*Tarefas pedidas*:
**A.** Segundo o texto sobre o filme, de onde vem o otimismo que o protagonista sente no começo da história?
**B.** No texto sobre o filme, reescreva o trecho de "Com o decorrer" a "sua própria vida.", substituindo "esgotamento" por "cansaço".
**C.** Dê sequência ao texto sobre o filme, começando logo depois da última frase.

O aparelho da empresa é a clara representação da linguagem numérica como forma de controle dessa sociedade, que permite ou nega o acesso à informação (Deleuze). Todos os dias o protagonista possui uma quantidade de mercadorias a ser entregue em determinado tempo e determinada rota. O trabalho nunca acaba e a contraprestação depende da realização diária de todas as entregas. O exercício dessa forma de governo é modulável, altera-se a todo instante, conforme mostra Deleuze. Nada na sociedade de controle termina, analisa o referido filósofo.  

Apontando, por fim, para um horizonte mais otimista, Loach consegue explorar no filme um exemplo de uma nova forma de resistência que dobra a lógica da sociedade de controle contra si mesma. Seguindo à risca a ideia de liberdade e autonomia propalada pelo marketing da nova dinâmica profissional, Ricky leva sua filha para acompanhar suas tarefas na van, conversando e estreitando laços emocionais. Seu “patrão-colaborador”, ao tomar ciência do acontecimento, recrimina Ricky e diz que a empresa não permite isso. A resposta do entregador é simples e bela: “Pensei que eu fosse o dono do meu próprio negócio”. Verifica-se que, se estamos na sociedade de controle, a disciplina também é utilizada quando necessário à empresa e a resistência é afastada pelo uso do poder.

Com o decorrer da história, acompanhamos a transição entre um inicial estado de otimismo do protagonista – consequência da propaganda que foi realizada sobre a liberdade que ele teria como empreendedor para um estado de precariedade que se alastra pela sua vida e de Abby. Em alguns momentos em que o esgotamento toma conta de si, Ricky dorme ao volante, evidenciando como é perigoso colocar-se em total liberdade, sem garantias mínimas. Não é o negócio que fica em risco, mas sua própria vida.

*Os dados*:

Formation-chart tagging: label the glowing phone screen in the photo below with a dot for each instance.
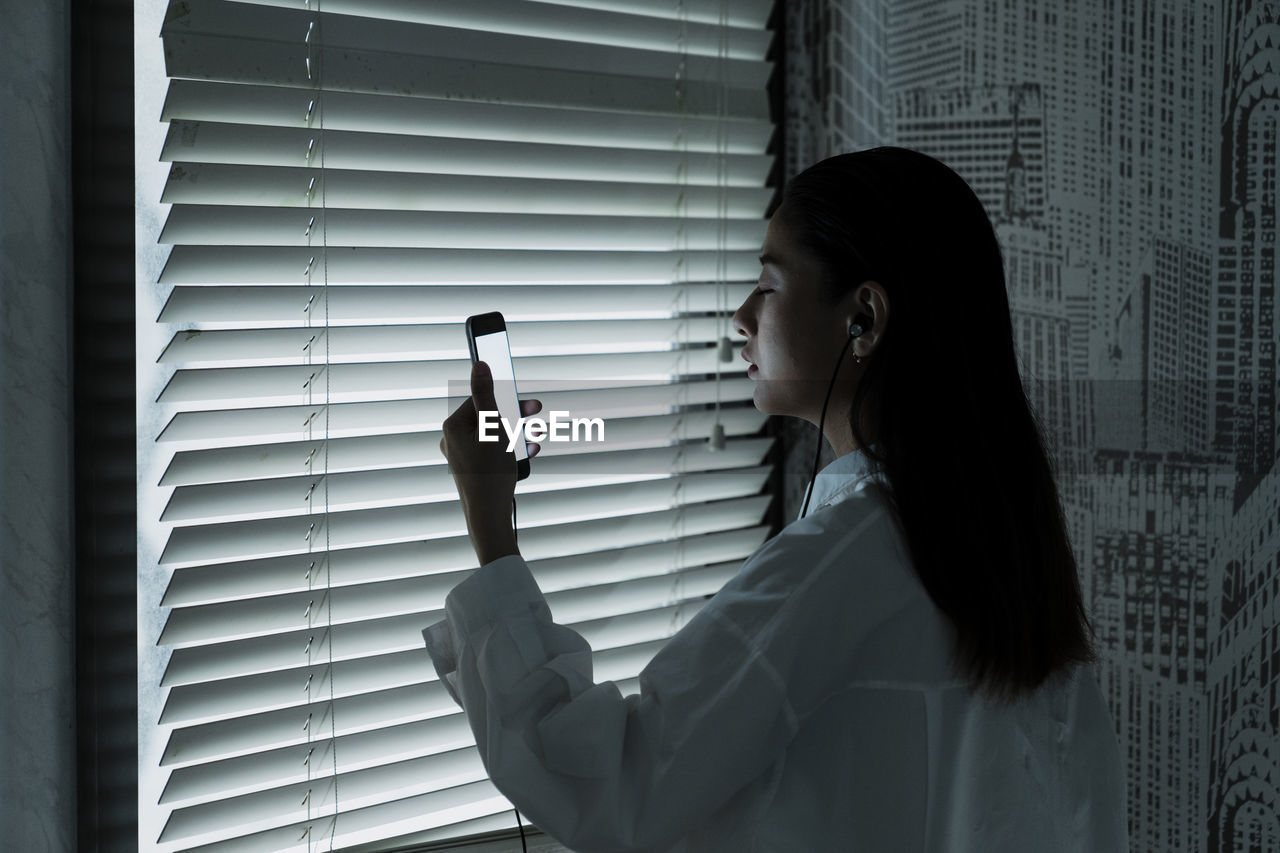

* * *

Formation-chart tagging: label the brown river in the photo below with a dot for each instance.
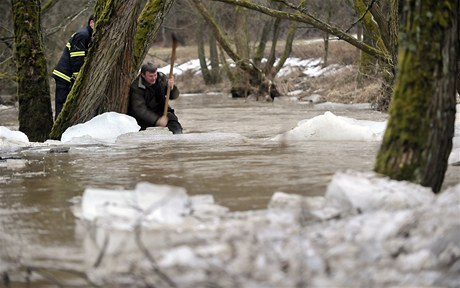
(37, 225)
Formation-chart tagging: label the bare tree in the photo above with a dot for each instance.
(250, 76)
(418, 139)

*Respostas por tarefa*:
**A.** O otimismo é consequência da propaganda feita sobre a liberdade que ele teria como empreendedor.

**B.**
Com o decorrer da história, acompanhamos a transição entre um inicial estado de otimismo do protagonista – consequência da propaganda que foi realizada sobre a liberdade que ele teria como empreendedor para um estado de precariedade que se alastra pela sua vida e de Abby. Em alguns momentos em que o cansaço toma conta de si, Ricky dorme ao volante, evidenciando como é perigoso colocar-se em total liberdade, sem garantias mínimas. Não é o negócio que fica em risco, mas sua própria vida.

**C.**
Fica evidente, nesse contexto, que ele possui apenas sua própria mão de obra para vender e um carro financiado. Ricky não possui capital reservado para investir no “negócio” e depende totalmente da organização da empresa de logística. Ele existe como entregador apenas por meio da intermediação de toda a estrutura da empresa para a qual trabalha. A ideia de ser empreendedor individual nesse cenário é insustentável e uma falácia.

O final do filme parece desalentador. No entanto, ele pode nos indicar a insustentabilidade desse conjunto de coisas que poderíamos chamar de neoliberalismo, que é um quadro maior da sociedade de controle. Em tempos de pandemia do Coronavírus de 2020 conseguimos perceber isso claramente, pelo esfacelamento das instituições econômicas e pelo retorno forte do confinamento e da disciplina sobre os corpos aludidos por Foucault. Também se percebe de forma mais nítida o duplo caminho que tomam os trabalhadores uberizados empreendedores de si mesmos: sucumbir à tragédia financeira ou sair para trabalhar, como o protagonista de “Você não estava aqui”, arriscando perder sua própria vida. Esperamos que após a tragédia que estamos passando haja a construção de uma nova normalidade, e não o retorno a essa perversa tão bem desenhada por Ken Loach.


[1] DELEUZE, Giles. “Post-scriptum sobre as sociedades de controle”. Conversações: 1972-1990. Rio de Janeiro: Ed. 34, 1992, p. 219-226

[2] AZAÏS, Christian. DIEUAIDE, Patrick, KESSELMAN, Donna. (2017) Zone grise d’emploi, pouvoir de l’employeur et espace public : une illustration à partir du cas Uber, Industrial Relations / Relations Industrielles, 72 (2), pp. 433-456. https://doi.org/10.7202/1041092ar

[3] DARDOT, Pierre. LAVAL, Christian. A nova razão do mundo. Ensaio sobre a sociedade Liberal. São Paulo: Boitempo, 2016.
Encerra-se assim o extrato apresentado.